>>>
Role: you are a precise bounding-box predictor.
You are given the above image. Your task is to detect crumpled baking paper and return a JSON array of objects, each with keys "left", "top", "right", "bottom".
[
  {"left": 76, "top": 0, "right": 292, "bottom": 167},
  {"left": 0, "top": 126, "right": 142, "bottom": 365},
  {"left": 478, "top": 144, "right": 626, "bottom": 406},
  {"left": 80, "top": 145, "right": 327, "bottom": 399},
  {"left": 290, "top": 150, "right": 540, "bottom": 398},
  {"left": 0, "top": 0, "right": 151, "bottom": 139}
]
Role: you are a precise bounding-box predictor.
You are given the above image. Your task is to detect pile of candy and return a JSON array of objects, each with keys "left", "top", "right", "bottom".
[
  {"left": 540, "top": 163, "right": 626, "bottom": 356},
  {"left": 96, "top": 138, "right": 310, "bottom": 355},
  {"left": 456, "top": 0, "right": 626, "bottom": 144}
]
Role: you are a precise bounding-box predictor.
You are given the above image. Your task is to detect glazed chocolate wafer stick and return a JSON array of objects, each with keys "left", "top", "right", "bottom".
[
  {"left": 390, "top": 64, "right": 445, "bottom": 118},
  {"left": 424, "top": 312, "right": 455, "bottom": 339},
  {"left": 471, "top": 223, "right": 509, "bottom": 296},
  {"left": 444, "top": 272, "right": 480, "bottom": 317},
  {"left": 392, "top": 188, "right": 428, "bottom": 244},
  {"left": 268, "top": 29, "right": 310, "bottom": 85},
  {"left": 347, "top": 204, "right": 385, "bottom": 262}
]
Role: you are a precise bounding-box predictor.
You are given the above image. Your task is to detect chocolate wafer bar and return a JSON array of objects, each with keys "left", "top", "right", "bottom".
<<<
[Your assignment]:
The response has to contain every record shown above, unaltered and complete.

[Solution below]:
Role: you are a precise bounding-box predictor.
You are given the above image. Your task is to detect crumpled baking paper and return a JSON array of objects, each with keys "left", "top", "right", "bottom".
[
  {"left": 76, "top": 0, "right": 292, "bottom": 167},
  {"left": 0, "top": 126, "right": 142, "bottom": 365},
  {"left": 478, "top": 144, "right": 626, "bottom": 406},
  {"left": 80, "top": 145, "right": 327, "bottom": 399},
  {"left": 290, "top": 150, "right": 540, "bottom": 398},
  {"left": 0, "top": 0, "right": 151, "bottom": 139}
]
Role: you are a precise bounding-box predictor.
You are given the above image. Your task is to detect pile of candy and return a JSON array of objects, each with keys "left", "top", "right", "bottom".
[
  {"left": 540, "top": 163, "right": 626, "bottom": 356},
  {"left": 96, "top": 138, "right": 310, "bottom": 355},
  {"left": 456, "top": 0, "right": 626, "bottom": 144}
]
Role: you are a precise bounding-box predictor.
You are given the above image. Your task is to detect glazed chocolate wafer stick and return a JSON array of objects, each with keys "left", "top", "right", "bottom".
[
  {"left": 390, "top": 64, "right": 445, "bottom": 118},
  {"left": 424, "top": 312, "right": 455, "bottom": 339},
  {"left": 471, "top": 223, "right": 509, "bottom": 296},
  {"left": 444, "top": 272, "right": 480, "bottom": 317},
  {"left": 392, "top": 188, "right": 428, "bottom": 244},
  {"left": 268, "top": 29, "right": 310, "bottom": 85},
  {"left": 347, "top": 204, "right": 385, "bottom": 262}
]
Role: you are a precise bounding-box predictor.
You are given the above image. Your task is to detect chocolate wafer bar and return a JSON array of objects, each with keys "left", "top", "right", "bottom".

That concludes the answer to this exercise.